> Excerpted text
====================
On hearing the news, theatre critic Andrej Čanji wrote “BITEF has suffered a great loss. I fear that many who contested the entire selection work of Ivan Medenica will only now understand this. Of course, there is always room for criticism, but the point is that only short-sightedness can erase the awareness of what a serious and excellent job he has done. There are very few people in Serbia who are so competent and educated, who know contemporary theatre trends so well, who have so many international contacts from the performing arts world, and who can create some kind of balance between audience taste and professional opinion, between finances, which depend on government decisions, and the high standards of the festival, and above all that they have a talent for marketing, intellectual breadth, a sense of the stylistic, thematic and formal diversity of the productions in the selection, as is the case with Ivan Medenica.”
====================
> Excerpted data
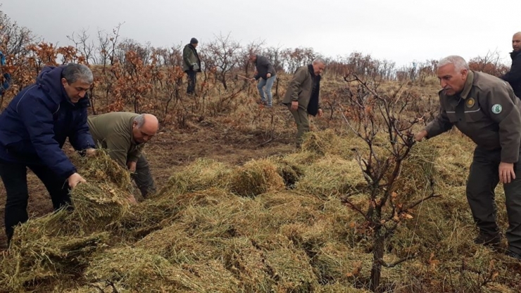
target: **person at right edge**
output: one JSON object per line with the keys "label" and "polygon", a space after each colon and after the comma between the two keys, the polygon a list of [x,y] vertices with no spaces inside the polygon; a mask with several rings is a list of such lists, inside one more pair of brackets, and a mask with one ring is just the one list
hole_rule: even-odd
{"label": "person at right edge", "polygon": [[183,49],[183,71],[188,75],[187,94],[192,95],[195,94],[197,73],[201,72],[201,60],[196,49],[199,43],[197,39],[192,37],[190,44],[187,44]]}
{"label": "person at right edge", "polygon": [[299,68],[293,75],[282,104],[287,106],[296,123],[296,145],[302,146],[302,136],[309,131],[308,115],[318,114],[322,117],[319,104],[320,92],[320,73],[325,68],[325,62],[315,59],[311,64]]}
{"label": "person at right edge", "polygon": [[510,71],[501,78],[510,84],[514,94],[521,99],[521,32],[516,32],[512,37],[512,66]]}
{"label": "person at right edge", "polygon": [[498,248],[494,189],[503,184],[508,216],[506,254],[521,260],[521,101],[508,83],[472,71],[458,56],[438,63],[440,112],[415,135],[420,142],[456,126],[477,146],[467,182],[467,199],[479,234],[477,244]]}

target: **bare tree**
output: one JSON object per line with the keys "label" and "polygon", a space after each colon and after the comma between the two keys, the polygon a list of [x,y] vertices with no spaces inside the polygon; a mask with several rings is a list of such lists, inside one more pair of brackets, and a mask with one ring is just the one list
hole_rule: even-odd
{"label": "bare tree", "polygon": [[238,66],[240,60],[241,45],[230,37],[219,35],[215,39],[201,49],[205,65],[215,68],[218,80],[225,89],[228,88],[227,75]]}
{"label": "bare tree", "polygon": [[[404,96],[401,89],[391,94],[380,94],[374,88],[374,82],[363,81],[356,75],[353,77],[352,79],[344,77],[358,85],[348,88],[346,94],[349,96],[349,111],[344,111],[343,115],[351,130],[365,142],[368,148],[369,151],[363,154],[357,150],[356,156],[368,182],[369,205],[363,211],[350,201],[349,194],[343,201],[360,213],[365,220],[368,232],[372,239],[370,289],[381,292],[384,290],[380,284],[382,267],[394,267],[415,257],[408,255],[392,263],[386,263],[383,258],[385,239],[404,218],[410,217],[408,213],[410,209],[437,195],[434,192],[432,175],[429,183],[432,192],[415,201],[407,201],[407,195],[401,196],[395,192],[402,166],[415,144],[411,130],[419,120],[408,120],[404,114],[411,101],[417,97]],[[386,144],[387,151],[383,154],[376,150],[377,135],[381,132],[387,135],[388,143]],[[405,202],[400,203],[401,201]]]}
{"label": "bare tree", "polygon": [[96,63],[96,46],[87,32],[84,28],[77,33],[73,32],[70,36],[67,36],[67,39],[74,43],[76,51],[83,55],[87,64]]}

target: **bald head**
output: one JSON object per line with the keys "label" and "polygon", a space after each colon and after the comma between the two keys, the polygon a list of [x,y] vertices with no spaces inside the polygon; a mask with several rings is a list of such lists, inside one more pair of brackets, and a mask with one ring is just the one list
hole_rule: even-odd
{"label": "bald head", "polygon": [[145,143],[156,135],[158,128],[159,121],[153,115],[138,115],[132,123],[132,138],[137,144]]}
{"label": "bald head", "polygon": [[517,32],[512,37],[512,49],[515,52],[521,51],[521,32]]}

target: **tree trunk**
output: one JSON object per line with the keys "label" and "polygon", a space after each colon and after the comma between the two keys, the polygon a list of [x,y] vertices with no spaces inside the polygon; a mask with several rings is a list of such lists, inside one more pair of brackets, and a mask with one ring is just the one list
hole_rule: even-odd
{"label": "tree trunk", "polygon": [[384,240],[385,232],[381,227],[376,228],[372,239],[372,267],[371,268],[371,282],[370,289],[373,292],[382,292],[380,287],[380,277],[382,275],[381,260],[384,257]]}

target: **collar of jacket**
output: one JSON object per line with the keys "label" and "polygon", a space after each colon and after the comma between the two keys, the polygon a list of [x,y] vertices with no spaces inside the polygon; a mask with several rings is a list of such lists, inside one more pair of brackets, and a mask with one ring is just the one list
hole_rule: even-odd
{"label": "collar of jacket", "polygon": [[474,73],[472,72],[472,70],[468,70],[467,80],[465,81],[465,87],[463,87],[463,90],[461,91],[461,92],[460,93],[460,96],[461,96],[461,99],[467,99],[467,96],[468,96],[468,94],[470,92],[470,89],[472,88],[472,83],[474,83]]}
{"label": "collar of jacket", "polygon": [[311,77],[313,80],[316,79],[319,82],[320,81],[320,78],[322,77],[320,75],[317,75],[315,74],[315,69],[313,69],[313,66],[312,64],[308,65],[308,70],[309,71],[309,73],[311,74]]}
{"label": "collar of jacket", "polygon": [[520,53],[521,53],[521,50],[511,51],[510,58],[513,60],[515,58],[515,56],[517,56]]}
{"label": "collar of jacket", "polygon": [[309,73],[311,73],[311,77],[314,78],[316,75],[315,75],[315,70],[313,69],[313,66],[312,64],[309,64],[308,66],[308,70],[309,70]]}

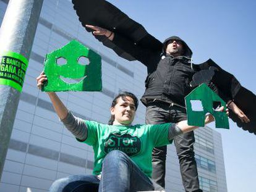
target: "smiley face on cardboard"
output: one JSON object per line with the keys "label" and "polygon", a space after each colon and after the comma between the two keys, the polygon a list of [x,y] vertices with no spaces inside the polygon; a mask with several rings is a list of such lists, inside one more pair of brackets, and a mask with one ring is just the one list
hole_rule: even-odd
{"label": "smiley face on cardboard", "polygon": [[[88,58],[89,64],[81,64],[81,57]],[[60,58],[64,59],[66,64],[58,64]],[[93,91],[102,89],[101,57],[75,40],[48,54],[44,72],[48,81],[42,89],[43,91]],[[68,80],[75,83],[71,83]]]}

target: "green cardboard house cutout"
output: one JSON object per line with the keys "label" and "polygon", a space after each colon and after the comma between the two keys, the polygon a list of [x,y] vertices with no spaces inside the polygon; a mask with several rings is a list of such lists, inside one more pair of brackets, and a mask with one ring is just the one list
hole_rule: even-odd
{"label": "green cardboard house cutout", "polygon": [[[193,111],[192,101],[200,101],[203,111]],[[229,128],[228,115],[226,114],[226,103],[217,94],[213,92],[205,83],[203,83],[194,89],[185,98],[187,107],[187,123],[190,125],[204,127],[205,114],[210,112],[215,119],[216,128]],[[213,109],[213,102],[220,102],[224,106],[223,112]]]}
{"label": "green cardboard house cutout", "polygon": [[[81,59],[88,59],[88,64],[82,63]],[[62,64],[58,62],[60,60]],[[48,81],[43,91],[95,91],[102,89],[101,57],[75,40],[48,54],[44,72]]]}

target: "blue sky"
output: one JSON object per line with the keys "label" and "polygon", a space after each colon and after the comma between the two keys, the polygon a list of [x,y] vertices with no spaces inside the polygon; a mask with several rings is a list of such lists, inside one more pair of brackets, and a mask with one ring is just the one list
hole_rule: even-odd
{"label": "blue sky", "polygon": [[[180,36],[193,51],[195,63],[211,58],[256,93],[256,1],[109,1],[160,41]],[[228,191],[255,191],[256,136],[232,122],[230,130],[217,131],[222,136]]]}

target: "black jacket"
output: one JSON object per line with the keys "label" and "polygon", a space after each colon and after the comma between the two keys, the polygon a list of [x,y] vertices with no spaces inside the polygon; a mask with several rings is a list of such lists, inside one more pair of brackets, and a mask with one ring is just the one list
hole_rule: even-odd
{"label": "black jacket", "polygon": [[[170,40],[183,43],[184,56],[173,57],[163,52]],[[171,36],[164,41],[163,49],[153,51],[131,43],[130,40],[117,33],[113,42],[147,66],[146,90],[141,99],[145,105],[147,99],[157,99],[185,106],[184,97],[192,91],[189,82],[194,71],[191,67],[192,52],[182,40]]]}

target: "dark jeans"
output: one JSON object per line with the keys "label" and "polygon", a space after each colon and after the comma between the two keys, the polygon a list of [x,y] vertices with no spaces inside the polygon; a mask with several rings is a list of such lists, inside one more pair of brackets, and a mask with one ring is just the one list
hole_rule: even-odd
{"label": "dark jeans", "polygon": [[[146,123],[158,124],[167,122],[177,123],[186,120],[186,109],[162,102],[148,104],[146,111]],[[186,192],[202,191],[199,189],[197,164],[194,152],[195,136],[193,131],[176,136],[174,138],[183,185]],[[164,187],[166,146],[155,148],[152,152],[152,178]]]}
{"label": "dark jeans", "polygon": [[55,181],[50,192],[138,191],[163,190],[151,180],[124,152],[114,150],[105,157],[101,179],[96,175],[71,175]]}

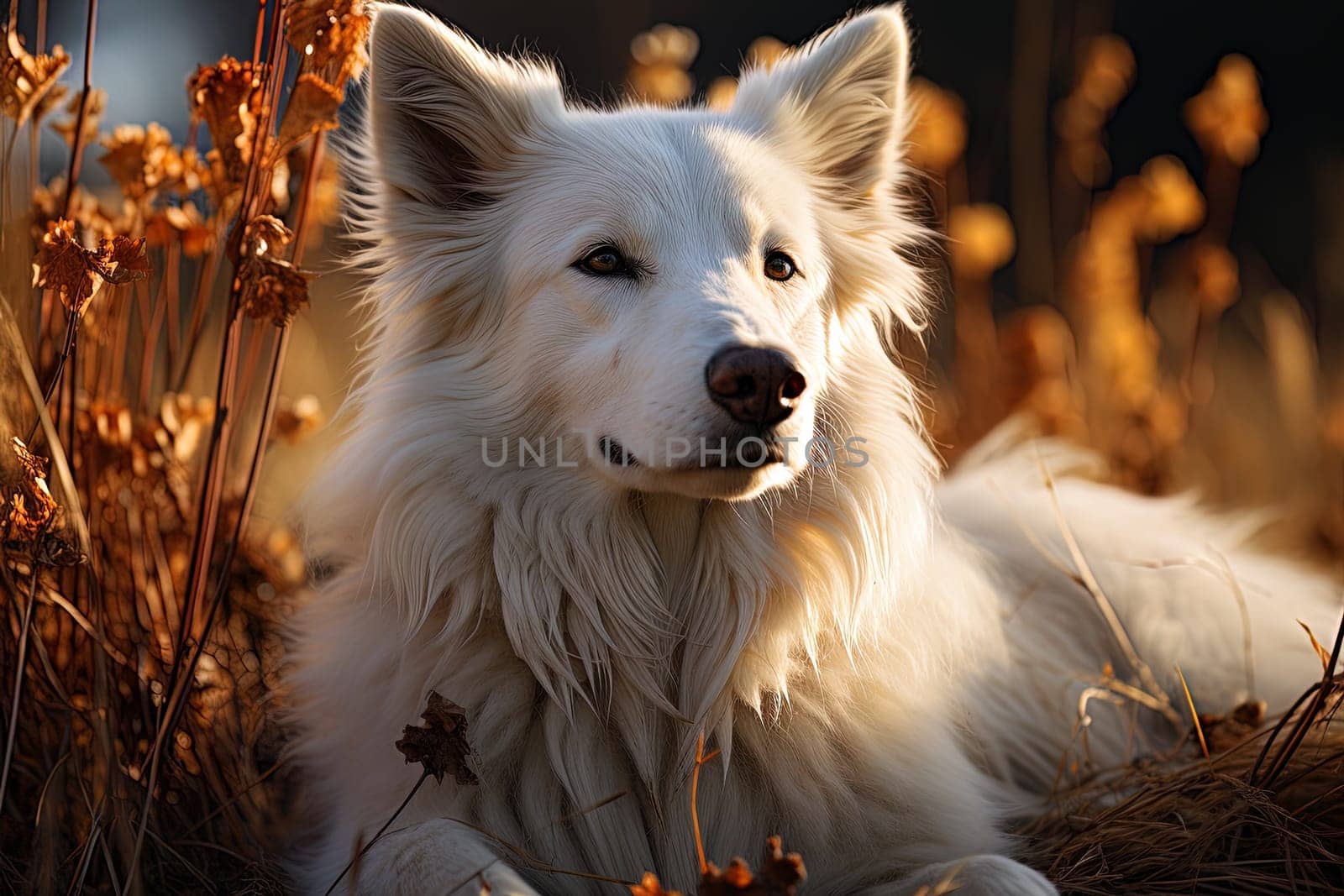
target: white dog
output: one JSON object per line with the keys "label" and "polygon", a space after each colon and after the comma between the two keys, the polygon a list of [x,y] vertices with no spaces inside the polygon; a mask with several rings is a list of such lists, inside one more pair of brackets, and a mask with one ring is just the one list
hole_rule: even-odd
{"label": "white dog", "polygon": [[1089,707],[1098,766],[1183,735],[1177,664],[1211,711],[1320,676],[1294,619],[1333,631],[1337,590],[1235,527],[1058,447],[938,484],[883,349],[923,314],[898,9],[727,111],[567,105],[409,8],[371,54],[371,324],[293,647],[306,888],[417,780],[394,742],[430,690],[478,785],[429,782],[341,887],[694,891],[703,732],[711,860],[781,834],[809,893],[1051,893],[1004,832],[1107,664],[1148,696]]}

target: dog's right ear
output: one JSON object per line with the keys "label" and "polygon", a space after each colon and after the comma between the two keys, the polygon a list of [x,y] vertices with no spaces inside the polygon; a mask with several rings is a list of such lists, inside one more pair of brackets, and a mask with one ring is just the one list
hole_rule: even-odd
{"label": "dog's right ear", "polygon": [[410,7],[378,7],[370,55],[374,157],[394,201],[489,204],[493,175],[564,106],[552,70],[491,54]]}

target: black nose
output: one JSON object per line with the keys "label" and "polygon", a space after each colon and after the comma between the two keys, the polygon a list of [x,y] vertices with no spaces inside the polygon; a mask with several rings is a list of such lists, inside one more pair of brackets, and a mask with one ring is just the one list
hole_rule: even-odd
{"label": "black nose", "polygon": [[728,345],[704,368],[704,384],[732,419],[773,426],[793,414],[808,380],[797,363],[775,348]]}

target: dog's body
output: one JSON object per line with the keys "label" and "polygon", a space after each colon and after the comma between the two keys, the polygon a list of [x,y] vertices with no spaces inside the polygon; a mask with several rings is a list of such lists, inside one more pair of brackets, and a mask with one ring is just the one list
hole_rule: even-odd
{"label": "dog's body", "polygon": [[[710,858],[781,834],[808,892],[956,869],[1048,893],[1003,832],[1103,666],[1152,708],[1093,700],[1098,766],[1175,743],[1176,664],[1215,711],[1249,688],[1282,708],[1318,674],[1294,619],[1329,630],[1337,592],[1188,505],[1064,477],[1058,449],[935,485],[879,337],[919,321],[894,251],[918,236],[894,199],[906,64],[875,11],[727,113],[598,113],[380,11],[371,344],[309,514],[337,572],[293,646],[306,887],[415,783],[392,742],[430,690],[465,709],[480,783],[422,787],[358,864],[367,892],[620,892],[547,866],[694,889],[703,732]],[[492,459],[517,438],[548,458]],[[720,438],[859,441],[683,463],[683,439]]]}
====================
> Tasks to complete
1. Rewrite the paragraph of the BITEF excerpt that begins "On hearing the news" in a shorter form, keeping its main facts.
2. Proceed with the text about BITEF and Ivan Medenica, starting right after its final sentence.

> Task results
1. Theater critic Andrej Čanji called the news a great loss for BITEF. He feared that those who had contested Ivan Medenica's selection work would only now appreciate it. Criticism is always possible, he said, but only short-sightedness could overlook how serious and excellent that work was. In his view, very few people in Serbia match Medenica's competence, education, knowledge of contemporary theater trends, and international contacts in the performing arts. Few can balance audience taste with professional opinion, or government-dependent finances with the festival's high standards. Above all, Medenica brings a talent for marketing, intellectual breadth, and a sense of the stylistic, thematic and formal diversity of the productions selected.

2.
Čanji continues: “BITEF is one of the few institutions that has resisted the incompetent and corrupt power of this regime for a very long time, thanks to a fantastic team led by Medenica, clever manoeuvres and necessary compromises. With his departure, that resistance seems to have come to an end. Still, I hope that BITEF will overcome this crisis.””
Photo: Jakov Simovic
Further reading: interview with Ivan Medenica (Danas)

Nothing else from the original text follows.